**PROBLEM REQUIREMENTS:** Provide a character-exact reproduction of the lines from the line with "Target: metal guardrail" to the end of the entries.

(INPUT DATA Opens)

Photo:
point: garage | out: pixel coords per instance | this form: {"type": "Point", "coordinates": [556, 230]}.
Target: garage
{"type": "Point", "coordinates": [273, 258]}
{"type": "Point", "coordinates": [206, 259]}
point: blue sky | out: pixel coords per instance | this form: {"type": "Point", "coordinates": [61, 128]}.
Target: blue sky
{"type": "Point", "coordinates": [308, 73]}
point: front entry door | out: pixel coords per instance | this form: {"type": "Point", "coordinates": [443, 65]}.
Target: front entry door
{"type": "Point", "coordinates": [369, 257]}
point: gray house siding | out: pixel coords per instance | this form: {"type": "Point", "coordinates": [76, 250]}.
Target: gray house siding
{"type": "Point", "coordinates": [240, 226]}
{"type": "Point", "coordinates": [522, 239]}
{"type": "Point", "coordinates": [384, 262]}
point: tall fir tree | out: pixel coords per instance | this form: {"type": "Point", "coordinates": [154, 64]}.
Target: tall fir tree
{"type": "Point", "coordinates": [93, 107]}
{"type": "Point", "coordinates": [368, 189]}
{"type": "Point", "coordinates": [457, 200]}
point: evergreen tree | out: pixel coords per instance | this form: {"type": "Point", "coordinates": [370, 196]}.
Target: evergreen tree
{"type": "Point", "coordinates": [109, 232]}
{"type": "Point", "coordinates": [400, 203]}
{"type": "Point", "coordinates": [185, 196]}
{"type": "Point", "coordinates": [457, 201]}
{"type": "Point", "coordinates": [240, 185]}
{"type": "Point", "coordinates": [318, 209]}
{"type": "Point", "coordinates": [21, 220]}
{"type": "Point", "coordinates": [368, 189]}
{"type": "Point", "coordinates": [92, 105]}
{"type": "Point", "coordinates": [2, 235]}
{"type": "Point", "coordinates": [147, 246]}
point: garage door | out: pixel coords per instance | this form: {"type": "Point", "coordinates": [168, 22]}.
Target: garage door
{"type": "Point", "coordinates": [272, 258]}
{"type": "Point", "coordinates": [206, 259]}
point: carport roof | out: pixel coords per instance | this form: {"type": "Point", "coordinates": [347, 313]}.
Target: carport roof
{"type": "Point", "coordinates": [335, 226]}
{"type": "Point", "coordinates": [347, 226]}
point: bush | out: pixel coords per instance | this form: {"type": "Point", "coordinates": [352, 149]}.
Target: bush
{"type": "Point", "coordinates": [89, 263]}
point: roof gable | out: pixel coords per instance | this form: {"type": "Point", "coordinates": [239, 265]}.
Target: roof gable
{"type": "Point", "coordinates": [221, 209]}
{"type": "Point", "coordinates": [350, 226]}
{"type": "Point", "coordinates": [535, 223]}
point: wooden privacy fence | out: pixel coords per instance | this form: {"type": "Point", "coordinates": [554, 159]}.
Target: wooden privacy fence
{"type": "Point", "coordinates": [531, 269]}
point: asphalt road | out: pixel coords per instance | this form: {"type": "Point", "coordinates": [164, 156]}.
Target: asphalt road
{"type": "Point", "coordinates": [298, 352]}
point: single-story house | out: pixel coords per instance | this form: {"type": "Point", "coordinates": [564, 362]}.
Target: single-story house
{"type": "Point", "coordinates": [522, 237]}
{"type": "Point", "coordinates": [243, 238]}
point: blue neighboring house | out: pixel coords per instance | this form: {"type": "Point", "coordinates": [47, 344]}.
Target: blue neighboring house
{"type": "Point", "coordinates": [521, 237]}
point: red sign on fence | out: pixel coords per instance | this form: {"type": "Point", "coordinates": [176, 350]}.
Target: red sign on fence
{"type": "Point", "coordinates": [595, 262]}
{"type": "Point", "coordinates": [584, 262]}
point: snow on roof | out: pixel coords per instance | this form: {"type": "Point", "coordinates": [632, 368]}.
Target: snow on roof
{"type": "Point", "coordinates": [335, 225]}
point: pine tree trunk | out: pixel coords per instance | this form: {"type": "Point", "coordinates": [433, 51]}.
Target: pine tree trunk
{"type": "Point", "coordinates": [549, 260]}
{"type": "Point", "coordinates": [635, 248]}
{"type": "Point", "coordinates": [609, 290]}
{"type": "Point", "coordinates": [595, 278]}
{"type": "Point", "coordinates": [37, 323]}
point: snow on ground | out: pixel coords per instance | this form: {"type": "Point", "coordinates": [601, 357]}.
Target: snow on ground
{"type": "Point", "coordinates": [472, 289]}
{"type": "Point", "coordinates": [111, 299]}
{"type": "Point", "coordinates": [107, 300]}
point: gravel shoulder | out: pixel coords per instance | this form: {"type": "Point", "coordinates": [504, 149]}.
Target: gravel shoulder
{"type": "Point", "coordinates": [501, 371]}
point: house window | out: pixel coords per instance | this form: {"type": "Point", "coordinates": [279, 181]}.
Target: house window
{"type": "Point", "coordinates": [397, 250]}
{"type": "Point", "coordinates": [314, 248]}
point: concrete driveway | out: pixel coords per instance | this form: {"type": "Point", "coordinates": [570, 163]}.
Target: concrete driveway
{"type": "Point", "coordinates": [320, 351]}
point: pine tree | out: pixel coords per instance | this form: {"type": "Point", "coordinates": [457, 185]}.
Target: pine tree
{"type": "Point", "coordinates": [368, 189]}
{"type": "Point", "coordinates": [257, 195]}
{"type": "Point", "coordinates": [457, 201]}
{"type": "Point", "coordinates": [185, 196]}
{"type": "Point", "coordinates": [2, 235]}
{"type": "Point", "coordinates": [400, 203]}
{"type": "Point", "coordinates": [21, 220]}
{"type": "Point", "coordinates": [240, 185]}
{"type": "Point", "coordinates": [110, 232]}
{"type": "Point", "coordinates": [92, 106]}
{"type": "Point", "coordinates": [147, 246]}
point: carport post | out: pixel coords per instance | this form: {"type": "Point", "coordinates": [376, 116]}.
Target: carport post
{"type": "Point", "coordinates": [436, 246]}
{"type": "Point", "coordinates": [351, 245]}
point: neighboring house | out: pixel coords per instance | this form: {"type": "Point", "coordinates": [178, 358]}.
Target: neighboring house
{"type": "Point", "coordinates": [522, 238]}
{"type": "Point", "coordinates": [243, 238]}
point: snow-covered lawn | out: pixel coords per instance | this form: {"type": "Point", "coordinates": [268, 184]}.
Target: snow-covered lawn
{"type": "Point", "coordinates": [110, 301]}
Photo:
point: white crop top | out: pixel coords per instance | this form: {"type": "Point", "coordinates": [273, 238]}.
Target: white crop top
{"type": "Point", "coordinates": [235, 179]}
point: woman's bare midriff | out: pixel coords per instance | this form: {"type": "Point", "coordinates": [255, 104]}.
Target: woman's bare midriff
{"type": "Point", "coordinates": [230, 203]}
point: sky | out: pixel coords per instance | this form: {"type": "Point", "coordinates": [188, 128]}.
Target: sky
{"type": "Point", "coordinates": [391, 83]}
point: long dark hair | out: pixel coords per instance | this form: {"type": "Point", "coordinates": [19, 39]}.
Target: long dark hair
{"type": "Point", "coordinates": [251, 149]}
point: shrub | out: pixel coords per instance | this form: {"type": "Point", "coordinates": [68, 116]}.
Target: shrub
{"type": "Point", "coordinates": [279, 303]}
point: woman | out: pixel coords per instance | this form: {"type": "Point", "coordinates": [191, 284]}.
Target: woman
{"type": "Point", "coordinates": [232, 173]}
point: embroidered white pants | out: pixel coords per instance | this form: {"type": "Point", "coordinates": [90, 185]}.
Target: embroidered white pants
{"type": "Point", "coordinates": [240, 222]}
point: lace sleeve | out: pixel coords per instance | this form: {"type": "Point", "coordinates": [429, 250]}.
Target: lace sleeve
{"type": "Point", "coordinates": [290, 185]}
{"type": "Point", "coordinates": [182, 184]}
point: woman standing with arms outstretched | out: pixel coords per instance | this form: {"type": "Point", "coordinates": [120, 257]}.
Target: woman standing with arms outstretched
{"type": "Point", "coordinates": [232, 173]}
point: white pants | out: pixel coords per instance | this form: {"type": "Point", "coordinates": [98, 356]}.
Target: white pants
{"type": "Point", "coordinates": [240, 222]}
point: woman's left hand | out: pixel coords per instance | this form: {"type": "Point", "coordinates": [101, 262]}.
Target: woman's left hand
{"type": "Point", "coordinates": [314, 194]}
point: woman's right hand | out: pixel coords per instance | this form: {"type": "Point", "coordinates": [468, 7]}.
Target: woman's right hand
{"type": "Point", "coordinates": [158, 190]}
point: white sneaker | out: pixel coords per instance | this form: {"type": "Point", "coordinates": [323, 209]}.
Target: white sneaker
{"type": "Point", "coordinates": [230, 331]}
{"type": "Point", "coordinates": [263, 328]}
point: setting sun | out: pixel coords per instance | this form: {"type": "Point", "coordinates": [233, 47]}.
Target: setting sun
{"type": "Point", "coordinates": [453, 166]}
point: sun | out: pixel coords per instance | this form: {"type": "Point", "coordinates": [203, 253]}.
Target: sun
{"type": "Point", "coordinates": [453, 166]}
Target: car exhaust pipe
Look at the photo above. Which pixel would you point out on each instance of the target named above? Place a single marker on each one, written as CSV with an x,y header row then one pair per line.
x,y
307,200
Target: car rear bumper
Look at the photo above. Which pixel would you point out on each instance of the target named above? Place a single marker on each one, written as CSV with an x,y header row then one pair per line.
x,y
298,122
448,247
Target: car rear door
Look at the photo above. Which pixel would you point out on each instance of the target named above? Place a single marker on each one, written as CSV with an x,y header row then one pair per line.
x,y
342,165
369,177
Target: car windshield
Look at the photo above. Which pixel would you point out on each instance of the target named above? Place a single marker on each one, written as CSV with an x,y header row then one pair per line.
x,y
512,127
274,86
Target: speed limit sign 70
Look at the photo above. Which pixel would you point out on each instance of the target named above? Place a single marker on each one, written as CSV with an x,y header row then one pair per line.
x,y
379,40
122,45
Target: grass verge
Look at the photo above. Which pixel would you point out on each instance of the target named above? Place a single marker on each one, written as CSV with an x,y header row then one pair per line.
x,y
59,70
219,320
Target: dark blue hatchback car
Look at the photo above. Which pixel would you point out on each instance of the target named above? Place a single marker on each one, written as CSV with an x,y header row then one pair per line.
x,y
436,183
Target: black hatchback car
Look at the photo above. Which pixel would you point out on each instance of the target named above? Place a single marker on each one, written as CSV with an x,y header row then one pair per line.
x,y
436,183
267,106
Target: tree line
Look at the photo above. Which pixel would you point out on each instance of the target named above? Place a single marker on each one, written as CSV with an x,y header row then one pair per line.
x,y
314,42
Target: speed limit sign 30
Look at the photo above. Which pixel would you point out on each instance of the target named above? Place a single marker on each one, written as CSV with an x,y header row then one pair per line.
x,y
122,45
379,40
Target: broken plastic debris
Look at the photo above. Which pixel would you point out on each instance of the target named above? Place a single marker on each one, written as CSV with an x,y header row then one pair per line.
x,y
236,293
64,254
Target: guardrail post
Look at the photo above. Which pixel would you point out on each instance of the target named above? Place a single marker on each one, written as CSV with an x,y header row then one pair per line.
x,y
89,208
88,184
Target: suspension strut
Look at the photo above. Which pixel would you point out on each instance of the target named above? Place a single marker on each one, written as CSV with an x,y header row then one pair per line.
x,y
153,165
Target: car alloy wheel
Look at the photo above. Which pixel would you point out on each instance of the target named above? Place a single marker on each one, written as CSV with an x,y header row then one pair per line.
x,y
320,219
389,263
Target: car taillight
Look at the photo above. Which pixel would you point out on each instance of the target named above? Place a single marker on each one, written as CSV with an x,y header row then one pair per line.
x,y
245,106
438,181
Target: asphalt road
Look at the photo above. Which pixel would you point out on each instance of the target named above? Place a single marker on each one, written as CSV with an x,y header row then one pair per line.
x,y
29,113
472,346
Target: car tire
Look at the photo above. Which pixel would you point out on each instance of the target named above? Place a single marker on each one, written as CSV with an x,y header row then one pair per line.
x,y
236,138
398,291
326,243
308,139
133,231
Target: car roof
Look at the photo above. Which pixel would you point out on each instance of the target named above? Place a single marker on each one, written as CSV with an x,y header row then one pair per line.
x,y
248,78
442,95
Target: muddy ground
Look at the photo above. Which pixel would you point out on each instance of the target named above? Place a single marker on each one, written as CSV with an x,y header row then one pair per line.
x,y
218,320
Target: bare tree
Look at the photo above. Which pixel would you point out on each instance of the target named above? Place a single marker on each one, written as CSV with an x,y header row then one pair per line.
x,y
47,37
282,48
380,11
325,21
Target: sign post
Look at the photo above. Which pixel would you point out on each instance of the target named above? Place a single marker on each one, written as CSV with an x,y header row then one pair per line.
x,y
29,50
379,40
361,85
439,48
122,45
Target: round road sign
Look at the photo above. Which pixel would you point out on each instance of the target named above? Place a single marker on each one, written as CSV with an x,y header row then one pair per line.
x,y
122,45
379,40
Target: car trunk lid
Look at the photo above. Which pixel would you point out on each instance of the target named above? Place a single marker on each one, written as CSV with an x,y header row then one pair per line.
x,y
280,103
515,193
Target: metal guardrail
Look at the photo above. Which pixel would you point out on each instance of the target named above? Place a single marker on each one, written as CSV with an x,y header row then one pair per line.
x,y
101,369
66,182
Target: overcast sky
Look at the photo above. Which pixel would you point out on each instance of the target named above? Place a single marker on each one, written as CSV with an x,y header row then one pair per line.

(INPUT DATA Closes)

**RESULT OF THE TASK:**
Target: metal guardrail
Look at the photo above. Which pixel would you point out on each instance of the target named above? Place a single marker on each one, written as CSV with an x,y header row then one pair per line.
x,y
101,369
66,182
Target: overcast sky
Look at the photo above. Which pixel would you point out on each instance of the target named above? Place a single marker on each one, written as CSV with an x,y header row then one pair per line.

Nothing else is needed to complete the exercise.